_Page excerpt_
However, for multi-core artificial intelligence processors, there still are many problems to be solved. First, a deep learning artificial intelligence processor needs to customize its own hardware design to adapt data parallel characteristics of a deep learning algorithm itself and to improve calculation throughput, and the artificial intelligence processor often needs a sufficient data size to achieve high calculation efficiency, however, a further splitting within the operator may reduce a calculation scale of each core. When the splitting reaches a certain degree of granularity, on each core, loss of calculation efficiency may exceed benefits brought by increasing the degree of parallelism through the splitting. Therefore, between splitting parallelism and calculation efficiency, a sufficient degree of parallelism is provided while sufficient calculation efficiency is ensured.
Second, the neural network model may be regarded as a complex calculation graph consisting of often hundreds or even thousands of operators. Different kinds of operators have different algorithmic logic, which leads to different methods for splitting these operators. The splitting of each operator, in addition to balancing the calculation efficiency and the degree of parallelism, needs to consider a match between an operator in the front and an operator in the back when each operator is split, and even an overall impact of the splitting of each operator also should be considered. There are more and more large-scale complex networks with the quick development of deep learning. It is not practical to find a good parallel method manually, therefore, an automated method is required to ensure that a good splitting and parallel strategy may be given for different networks.

_Extracted data_

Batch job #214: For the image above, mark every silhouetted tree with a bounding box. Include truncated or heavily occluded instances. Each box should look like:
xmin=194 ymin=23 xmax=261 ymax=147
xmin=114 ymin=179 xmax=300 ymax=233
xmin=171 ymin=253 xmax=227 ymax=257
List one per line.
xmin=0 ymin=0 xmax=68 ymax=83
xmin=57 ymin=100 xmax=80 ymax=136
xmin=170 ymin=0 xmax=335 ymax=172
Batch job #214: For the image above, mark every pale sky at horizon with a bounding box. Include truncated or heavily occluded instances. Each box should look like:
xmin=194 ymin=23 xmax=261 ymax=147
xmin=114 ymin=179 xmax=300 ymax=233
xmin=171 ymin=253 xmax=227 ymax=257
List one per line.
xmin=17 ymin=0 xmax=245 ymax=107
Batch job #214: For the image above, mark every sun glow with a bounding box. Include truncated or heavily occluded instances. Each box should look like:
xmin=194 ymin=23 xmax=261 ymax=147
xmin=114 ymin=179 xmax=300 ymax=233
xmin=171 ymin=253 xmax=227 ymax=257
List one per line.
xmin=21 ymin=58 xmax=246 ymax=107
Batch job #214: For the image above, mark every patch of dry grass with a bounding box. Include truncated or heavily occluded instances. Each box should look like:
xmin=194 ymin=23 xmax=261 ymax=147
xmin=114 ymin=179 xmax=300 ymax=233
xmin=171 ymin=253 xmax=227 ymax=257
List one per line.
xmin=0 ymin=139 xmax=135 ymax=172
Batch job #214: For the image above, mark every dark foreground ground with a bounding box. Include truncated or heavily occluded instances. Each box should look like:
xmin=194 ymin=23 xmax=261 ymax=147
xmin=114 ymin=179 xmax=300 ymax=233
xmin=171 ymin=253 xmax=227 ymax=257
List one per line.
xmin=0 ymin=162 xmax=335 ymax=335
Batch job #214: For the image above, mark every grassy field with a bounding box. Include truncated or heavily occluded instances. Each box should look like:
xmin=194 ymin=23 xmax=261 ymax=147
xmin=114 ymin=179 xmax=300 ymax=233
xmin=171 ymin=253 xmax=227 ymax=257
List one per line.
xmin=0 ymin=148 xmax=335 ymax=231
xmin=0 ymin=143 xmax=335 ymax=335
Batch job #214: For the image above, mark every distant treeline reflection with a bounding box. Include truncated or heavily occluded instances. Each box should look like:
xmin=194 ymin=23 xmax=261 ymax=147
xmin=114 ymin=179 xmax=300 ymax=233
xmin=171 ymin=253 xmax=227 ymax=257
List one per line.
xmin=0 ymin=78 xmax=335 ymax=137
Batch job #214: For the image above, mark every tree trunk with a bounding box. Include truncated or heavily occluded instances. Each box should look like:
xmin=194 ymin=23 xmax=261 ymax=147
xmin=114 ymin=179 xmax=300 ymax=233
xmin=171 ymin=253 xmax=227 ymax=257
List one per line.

_Your tasks_
A – Answer these about the passage on splitting operators across AI processor cores:
(i) According to the passage, what may a further splitting within the operator do to the calculation scale of each core?
(ii) How many operators does the passage say a neural network model's calculation graph often consists of?
(iii) What does the passage say is not practical to do manually?
B – Pick up the passage on splitting operators across AI processor cores right after its last sentence, and write the paragraph that comes next.
You won't need the rows for any of this.

_Exercise responses_
A –
(i) It may reduce the calculation scale of each core.
(ii) Often hundreds or even thousands of operators.
(iii) Finding a good parallel method.

B –
Additionally, portability to an underlying artificial intelligence processor may also be considered. For an artificial intelligence processor that lacks enough good programmability, workloads of modifying the software stack brought by an expansion from single core to multiple cores and realization of splitting parallelism within operators is extremely heavy. Traditional implementation of data parallelism and model parallelism is still based on an idea that a processing core completes calculation tasks of an operator, and therefore, not a lot of extra workloads may be brought. However, cross-core parallelism of a single operator requires modifying the implementation of the operator itself, and difficulty of this modification depends on both programmability of the artificial intelligence processor and complexity of the original operator implementation logic. Therefore, how to reduce extra overheads brought by implementing a low-delay reasoning process on the multi-core structure and reduce dependency of the workloads on the programmability of the artificial intelligence processor itself in the implementation process to make the method be applied to different multi-core artificial intelligence processors in the future may also be considered.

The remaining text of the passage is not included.